Verilen veriler:
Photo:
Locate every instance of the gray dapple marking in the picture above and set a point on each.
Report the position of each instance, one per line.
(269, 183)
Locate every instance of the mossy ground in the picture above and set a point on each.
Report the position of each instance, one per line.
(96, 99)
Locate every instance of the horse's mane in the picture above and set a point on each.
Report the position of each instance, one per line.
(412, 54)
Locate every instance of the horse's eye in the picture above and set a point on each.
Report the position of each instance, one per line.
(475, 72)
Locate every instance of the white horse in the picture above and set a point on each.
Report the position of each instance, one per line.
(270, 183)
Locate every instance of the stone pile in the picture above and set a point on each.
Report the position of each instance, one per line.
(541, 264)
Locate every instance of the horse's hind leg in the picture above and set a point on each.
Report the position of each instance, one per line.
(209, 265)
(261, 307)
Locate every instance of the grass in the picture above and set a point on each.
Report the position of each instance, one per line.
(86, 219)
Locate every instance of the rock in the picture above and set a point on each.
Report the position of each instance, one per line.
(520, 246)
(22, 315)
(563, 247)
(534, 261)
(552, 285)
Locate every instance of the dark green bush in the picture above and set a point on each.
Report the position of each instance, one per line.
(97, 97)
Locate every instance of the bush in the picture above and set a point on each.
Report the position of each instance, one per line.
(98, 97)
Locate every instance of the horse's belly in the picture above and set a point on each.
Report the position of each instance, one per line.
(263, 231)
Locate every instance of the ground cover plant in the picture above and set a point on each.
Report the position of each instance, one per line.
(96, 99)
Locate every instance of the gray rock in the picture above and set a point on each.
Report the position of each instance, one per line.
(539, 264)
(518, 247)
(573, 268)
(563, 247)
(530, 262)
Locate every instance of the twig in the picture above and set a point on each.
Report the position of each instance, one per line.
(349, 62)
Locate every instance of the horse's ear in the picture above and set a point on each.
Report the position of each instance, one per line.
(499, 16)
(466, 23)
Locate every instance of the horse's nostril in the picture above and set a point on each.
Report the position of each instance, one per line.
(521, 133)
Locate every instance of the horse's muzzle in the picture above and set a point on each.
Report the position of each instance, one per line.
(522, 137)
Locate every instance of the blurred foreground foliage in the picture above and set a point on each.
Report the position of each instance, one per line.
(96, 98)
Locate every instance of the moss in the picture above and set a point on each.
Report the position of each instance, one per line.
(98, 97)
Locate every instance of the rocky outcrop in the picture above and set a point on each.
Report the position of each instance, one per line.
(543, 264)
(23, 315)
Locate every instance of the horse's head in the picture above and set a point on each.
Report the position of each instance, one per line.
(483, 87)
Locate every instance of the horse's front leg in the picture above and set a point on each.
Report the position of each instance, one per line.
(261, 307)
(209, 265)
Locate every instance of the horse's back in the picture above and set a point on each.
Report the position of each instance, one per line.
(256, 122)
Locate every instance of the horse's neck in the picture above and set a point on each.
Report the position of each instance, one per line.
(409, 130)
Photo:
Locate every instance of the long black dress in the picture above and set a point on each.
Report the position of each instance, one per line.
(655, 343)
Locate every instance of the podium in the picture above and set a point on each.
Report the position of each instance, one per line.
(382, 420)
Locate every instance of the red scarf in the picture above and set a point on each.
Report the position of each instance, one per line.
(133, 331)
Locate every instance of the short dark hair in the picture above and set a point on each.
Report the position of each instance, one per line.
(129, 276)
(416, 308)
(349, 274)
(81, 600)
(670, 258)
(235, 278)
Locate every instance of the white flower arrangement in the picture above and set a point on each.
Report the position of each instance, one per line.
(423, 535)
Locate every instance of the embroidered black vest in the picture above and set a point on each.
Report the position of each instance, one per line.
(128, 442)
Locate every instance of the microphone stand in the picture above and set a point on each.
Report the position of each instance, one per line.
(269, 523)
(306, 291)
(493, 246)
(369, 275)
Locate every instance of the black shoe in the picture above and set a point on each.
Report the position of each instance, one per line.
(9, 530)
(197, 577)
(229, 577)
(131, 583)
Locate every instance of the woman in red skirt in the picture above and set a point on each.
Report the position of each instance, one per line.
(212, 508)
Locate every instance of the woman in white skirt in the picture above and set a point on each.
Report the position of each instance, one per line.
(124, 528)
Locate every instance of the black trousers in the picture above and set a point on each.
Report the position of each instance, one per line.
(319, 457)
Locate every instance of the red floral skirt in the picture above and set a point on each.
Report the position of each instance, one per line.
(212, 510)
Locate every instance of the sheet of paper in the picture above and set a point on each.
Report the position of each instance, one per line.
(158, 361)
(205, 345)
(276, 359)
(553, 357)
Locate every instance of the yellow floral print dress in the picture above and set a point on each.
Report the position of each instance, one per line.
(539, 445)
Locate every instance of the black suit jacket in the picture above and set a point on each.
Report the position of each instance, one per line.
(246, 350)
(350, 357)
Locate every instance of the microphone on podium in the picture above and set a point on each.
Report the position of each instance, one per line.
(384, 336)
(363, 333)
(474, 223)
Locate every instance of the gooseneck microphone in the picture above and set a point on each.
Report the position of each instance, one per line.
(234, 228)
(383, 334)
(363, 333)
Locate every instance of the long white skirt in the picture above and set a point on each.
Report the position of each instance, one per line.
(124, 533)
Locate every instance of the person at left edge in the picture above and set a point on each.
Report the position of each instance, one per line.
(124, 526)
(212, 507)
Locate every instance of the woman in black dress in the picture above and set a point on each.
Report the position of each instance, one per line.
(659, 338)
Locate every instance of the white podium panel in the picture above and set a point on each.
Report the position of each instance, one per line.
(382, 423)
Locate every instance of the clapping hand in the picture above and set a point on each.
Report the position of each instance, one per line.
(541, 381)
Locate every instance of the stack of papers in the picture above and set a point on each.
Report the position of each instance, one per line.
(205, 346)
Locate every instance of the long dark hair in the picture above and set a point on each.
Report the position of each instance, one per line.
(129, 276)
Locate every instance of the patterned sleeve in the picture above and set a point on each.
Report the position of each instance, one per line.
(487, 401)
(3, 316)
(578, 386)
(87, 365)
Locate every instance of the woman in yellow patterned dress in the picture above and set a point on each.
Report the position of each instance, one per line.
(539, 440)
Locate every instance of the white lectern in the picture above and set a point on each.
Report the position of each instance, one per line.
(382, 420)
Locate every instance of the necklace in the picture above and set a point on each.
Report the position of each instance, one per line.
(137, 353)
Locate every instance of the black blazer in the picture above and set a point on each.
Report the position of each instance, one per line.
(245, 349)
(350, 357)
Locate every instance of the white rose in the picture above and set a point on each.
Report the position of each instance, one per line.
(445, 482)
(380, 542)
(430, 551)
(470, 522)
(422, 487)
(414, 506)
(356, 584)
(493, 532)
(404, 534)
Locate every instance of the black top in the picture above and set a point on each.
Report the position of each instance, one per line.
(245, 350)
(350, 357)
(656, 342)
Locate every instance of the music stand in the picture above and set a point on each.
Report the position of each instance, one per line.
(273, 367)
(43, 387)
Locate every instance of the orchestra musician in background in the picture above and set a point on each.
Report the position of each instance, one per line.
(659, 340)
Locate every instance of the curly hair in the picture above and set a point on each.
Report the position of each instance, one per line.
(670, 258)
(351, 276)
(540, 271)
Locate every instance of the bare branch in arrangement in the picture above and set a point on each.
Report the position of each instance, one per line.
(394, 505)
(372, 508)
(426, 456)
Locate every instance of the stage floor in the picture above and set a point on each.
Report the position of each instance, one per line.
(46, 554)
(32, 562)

Verilen görev:
Yukarıdaki öğelerin hepsindeki satırları, boş olanları atlayarak numaralı bir liste hâlinde yazın.

Çözülmüş problem:
1. Photo:
2. Locate every instance of the gray dapple marking in the picture above and set a point on each.
3. Report the position of each instance, one per line.
4. (269, 183)
5. Locate every instance of the mossy ground in the picture above and set a point on each.
6. Report the position of each instance, one per line.
7. (96, 99)
8. Locate every instance of the horse's mane in the picture above and set a point on each.
9. Report the position of each instance, one per line.
10. (412, 54)
11. Locate every instance of the horse's eye in the picture above and set a point on each.
12. Report the position of each instance, one per line.
13. (475, 72)
14. Locate every instance of the white horse in the picture above and set a point on each.
15. Report the position of each instance, one per line.
16. (270, 183)
17. Locate every instance of the stone pile in the picture above and set a point on each.
18. Report the position of each instance, one per line.
19. (541, 264)
20. Locate every instance of the horse's hind leg in the picture above and set a point on each.
21. Report the position of each instance, one per line.
22. (209, 265)
23. (261, 307)
24. Locate every instance of the grass in the picture above and set a point on each.
25. Report the position of each instance, one per line.
26. (86, 219)
27. Locate every instance of the rock in the picture above and set a point on each.
28. Report the position of each instance, one per line.
29. (520, 246)
30. (22, 315)
31. (563, 247)
32. (534, 261)
33. (552, 285)
34. Locate every instance of the dark green bush in the picture above and set a point on each.
35. Report the position of each instance, one per line.
36. (97, 97)
37. Locate every instance of the bush in the picture above and set a point on each.
38. Report the position of each instance, one per line.
39. (98, 97)
40. Locate every instance of the horse's belly in the picture above and set a point on each.
41. Report the position of each instance, one per line.
42. (263, 231)
43. Locate every instance of the ground cover plant in the picture above and set a point on each.
44. Report the position of each instance, one per line.
45. (96, 99)
46. Locate every instance of the gray rock in the picture above and set a point on each.
47. Report the position of each instance, one per line.
48. (539, 264)
49. (518, 247)
50. (573, 268)
51. (563, 247)
52. (530, 262)
53. Locate every instance of the twig in the picture above and set a point on each.
54. Report the position of each instance, one per line.
55. (349, 62)
56. Locate every instance of the horse's ear in the picture above and set a point on each.
57. Report the position of each instance, one per line.
58. (499, 16)
59. (466, 23)
60. Locate every instance of the horse's nostril in the picture above and set a point on each.
61. Report the position of each instance, one per line.
62. (521, 133)
63. Locate every instance of the horse's muzzle in the picture above and set a point on each.
64. Report the position of each instance, one per line.
65. (522, 137)
66. Locate every instance of the blurred foreground foliage in the picture above and set a point on each.
67. Report the position of each instance, one per line.
68. (96, 98)
69. Locate every instance of the moss in the picture above and set a point on each.
70. Report the position of each instance, one per line.
71. (98, 97)
72. Locate every instance of the rocky outcrop in the picture above and set a point on each.
73. Report the position of each instance, one per line.
74. (543, 264)
75. (23, 315)
76. Locate every instance of the horse's head in the picture above and set a point on each.
77. Report the position of each instance, one per line.
78. (483, 87)
79. Locate every instance of the horse's front leg in the picture above and set a point on each.
80. Report the position of each instance, one per line.
81. (261, 307)
82. (209, 265)
83. Locate every instance of the horse's back in the picture above and set a point on each.
84. Report the position of each instance, one per line.
85. (256, 122)
86. Locate every instance of the horse's neck in the picture above and set a point on each.
87. Report the position of each instance, one per line.
88. (409, 130)
89. Photo:
90. Locate every instance of the long black dress in the picture above and set a point on each.
91. Report the position of each instance, one per line.
92. (655, 343)
93. Locate every instance of the podium in the picture above and set a point on each.
94. Report the position of each instance, one per line.
95. (382, 420)
96. Locate every instance of the red scarf in the picture above and set a point on each.
97. Report the position of each instance, one per line.
98. (133, 331)
99. Locate every instance of the short dark hair in the picture above and set a point on each.
100. Report the position of each instance, one per line.
101. (129, 276)
102. (416, 308)
103. (349, 274)
104. (81, 600)
105. (670, 258)
106. (235, 278)
107. Locate every instance of the white flower arrangement in the picture above and set a point on each.
108. Report the position of each instance, one per line.
109. (423, 535)
110. Locate every instance of the embroidered black vest in the picture above and set a point on each.
111. Report the position of each instance, one per line.
112. (128, 442)
113. Locate every instance of the microphone stand in the picture above and set a point on each.
114. Report the position of each instance, one per line.
115. (269, 523)
116. (306, 291)
117. (493, 246)
118. (369, 275)
119. Locate every instance of the black shoe in the picture above and set a point on each.
120. Report the position of each instance, one per line.
121. (9, 530)
122. (197, 577)
123. (229, 577)
124. (131, 583)
125. Locate every instance of the woman in red skirt in the picture above and set a point on each.
126. Report the position of each instance, one per line.
127. (212, 508)
128. Locate every instance of the woman in white skirt in the picture above and set a point on each.
129. Report the position of each instance, one per line.
130. (124, 528)
131. Locate every instance of the black trousers in the picture above and set a point on each.
132. Report the position of each instance, one per line.
133. (319, 457)
134. Locate every instance of the red floral skirt in the picture above and set a point on each.
135. Report the position of each instance, one per line.
136. (212, 510)
137. Locate every instance of the sheet of paper in the picture above and set a point on each.
138. Report the position of each instance, one per line.
139. (158, 361)
140. (205, 345)
141. (276, 359)
142. (553, 357)
143. Locate every instance of the yellow floral print dress in the picture above and set a point on each.
144. Report the position of each instance, one per line.
145. (539, 445)
146. Locate every instance of the black suit jacket in the picture above and set a point on each.
147. Report the position of each instance, one per line.
148. (246, 350)
149. (350, 357)
150. Locate every instance of the microphone on podium in the picture above and set a point on each.
151. Report the position of each instance, one per line.
152. (384, 336)
153. (363, 333)
154. (474, 223)
155. Locate every instance of the gooseneck microphone in the picture above and set a point on each.
156. Report the position of each instance, one per line.
157. (234, 228)
158. (383, 334)
159. (363, 333)
160. Locate every instance of the long white skirt in the picture above and set a point on each.
161. Report the position of each instance, one per line.
162. (124, 533)
163. Locate every instance of the person at left edge in the picture above and set a point on each.
164. Report the position of each instance, one per line.
165. (124, 526)
166. (212, 507)
167. Locate every instance of the woman in black dress in the picture above and set a point on each.
168. Report the position of each instance, one per line.
169. (659, 338)
170. Locate every instance of the white podium panel in the picture above and set a point on each.
171. Report the position of each instance, one per line.
172. (382, 423)
173. Locate every instance of the clapping hand in the picture above and set a point on each.
174. Report the position of each instance, one per line.
175. (541, 381)
176. Locate every instance of the stack of papers in the picture above and set a point on each.
177. Report the position of each instance, one per line.
178. (205, 346)
179. Locate every instance of the long dark hair in the picture above and set a point on each.
180. Report the position of each instance, one per line.
181. (129, 276)
182. Locate every instance of the patterned sleeve in the picture above and set a point on each.
183. Report the position of each instance, one per line.
184. (487, 401)
185. (3, 316)
186. (578, 386)
187. (87, 365)
188. Locate every instance of the woman in yellow patterned dress in the picture above and set a point on each.
189. Report the position of each instance, one per line.
190. (539, 440)
191. Locate every instance of the white lectern in the picture above and set a point on each.
192. Report the position of each instance, one per line.
193. (382, 420)
194. Locate every instance of the necklace in the picture above and set a point on each.
195. Report the position of each instance, one per line.
196. (137, 353)
197. Locate every instance of the black blazer in the picture above and set a point on each.
198. Report the position of each instance, one per line.
199. (245, 349)
200. (350, 357)
201. Locate every instance of the white rose in the picture above and set a point on each.
202. Report the position of each instance, one per line.
203. (445, 482)
204. (380, 542)
205. (430, 551)
206. (470, 522)
207. (422, 487)
208. (414, 506)
209. (356, 584)
210. (493, 532)
211. (404, 534)
212. Locate every instance of the black top in the picture above and set a point on each.
213. Report the position of each instance, one per line.
214. (245, 350)
215. (350, 357)
216. (656, 342)
217. Locate every instance of the music stand in the picture above and set a point on each.
218. Report the position of each instance, one per line.
219. (273, 367)
220. (43, 387)
221. Locate every instance of the orchestra musician in background in the picture above and set a point on each.
222. Report the position of each instance, one per line.
223. (659, 340)
224. Locate every instance of the curly hair in the picture above and set a point on each.
225. Report the position of each instance, one per line.
226. (670, 258)
227. (351, 276)
228. (540, 271)
229. Locate every instance of the bare branch in arrangement in the picture above and set a point on each.
230. Report the position of each instance, one per line.
231. (394, 505)
232. (372, 508)
233. (426, 456)
234. Locate every instance of the stage floor in the picture above and set a point on each.
235. Report the position of each instance, one per line.
236. (46, 554)
237. (32, 562)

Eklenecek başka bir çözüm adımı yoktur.